• **ESERCIZI**
[1] Secondo l'articolo sui maestri, che cosa ha fatto conoscere Dmitri Prigov a chi scrive?
[2] In base all'articolo sui maestri, spiega perché con i maestri italiani era confortevole trovare conferme.
[3] Prosegui l'articolo sui maestri e su Dmitri Prigov a partire dal punto in cui si ferma.

• **ARTICOLO**
Domenico Scudero

Ci sono incontri che ti cambiano la vita. Ci sono persone che ti cambiano la vita. Maestri, intendo. Per me lo sono stati, ad esempio, Fabio Mauri, Sergio Lombardo, Carla Accardi. E Dmitri Prigov. Anche molti altri, sempre più giovani, con i quali però è difficile poter vivere la fascinazione della rivelazione. Con i maestri italiani è sempre stato molto confortevole trovare conferme: Fabio Mauri aveva un suo modo di accoglierti e sostenerti quasi religiosamente; con Sergio Lombardo era la certezza di un rapporto paritario, con Carla Accardi la gioia di riconoscere la felicità della pittura, ma con Prigov è stata una visione bruciante, dolorosa. Dmitri Prigov mi ha fatto conoscere la forza dell'arte, la sua ostinazione. Insieme abbiamo lavorato alla sua mostra. Io confesso, lo conoscevo più come artista figurativo che come poeta regista.

• **ESTRATTO DEI DATI**
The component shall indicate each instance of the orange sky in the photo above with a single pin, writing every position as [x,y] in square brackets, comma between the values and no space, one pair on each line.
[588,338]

• **LE RISPOSTE**
[1] La forza dell'arte e la sua ostinazione.

[2] Fabio Mauri aveva un suo modo di accogliere e sostenere quasi religiosamente. Con Sergio Lombardo c'era la certezza di un rapporto paritario, e con Carla Accardi la gioia di riconoscere la felicità della pittura.

[3]
Un sera di novembre di un anno dei primi duemila me ne stavo immerso ad osservare le sbavature acquose che la pioggia sottile provocava nei contorni della piazza in cui mi piace stare, appena ne ho il tempo, Campo de' Fiori. Erano le sette, circa, di quella sera. Al mattino al museo dove lavoravo era passato un artista russo, Dmitri Prigov. E io pensavo a quale assurdo destino avesse portato nel mio studio quello stranissimo artista della più spericolata avanguardia, del dissenso politico russo. Mi capitava d'essere impegnato, c'eravamo salutati e poco altro. Alla fine del lavoro me ne stavo quindi seduto ad un tavolo dello Sloppy Sam, un pub molto accogliente e adesso sparito. Avevo sorseggiato la mia birra immerso nei programmi da fare e solo quando il mio bicchiere era quasi vuoto ho iniziato a fissare una figura d'uomo. Da quella postazione può dominarsi l'intera piazza e di tipi strampalati se ne trovano a dozzine. Ma costui era un'ombra, un'ombra immobile. Aveva un profilo evanescente nell'aria umida, ma soprattutto aveva occupato un particolare posto al centro della piazza, assolutamente buio. Un'altra stranezza era costituita dal fatto che costui dal volto nascosto dall'oscurità fissava un punto esattamente opposto a quello della statua nera di Giordano Bruno, un punto in cui sembrava non esserci nulla a parte l'innesto della via dei Giubbonari. Andai a curiosare pensando a Gregory Corso. Tornai indietro verso via dei Giubbonari, poi riandai verso la statua.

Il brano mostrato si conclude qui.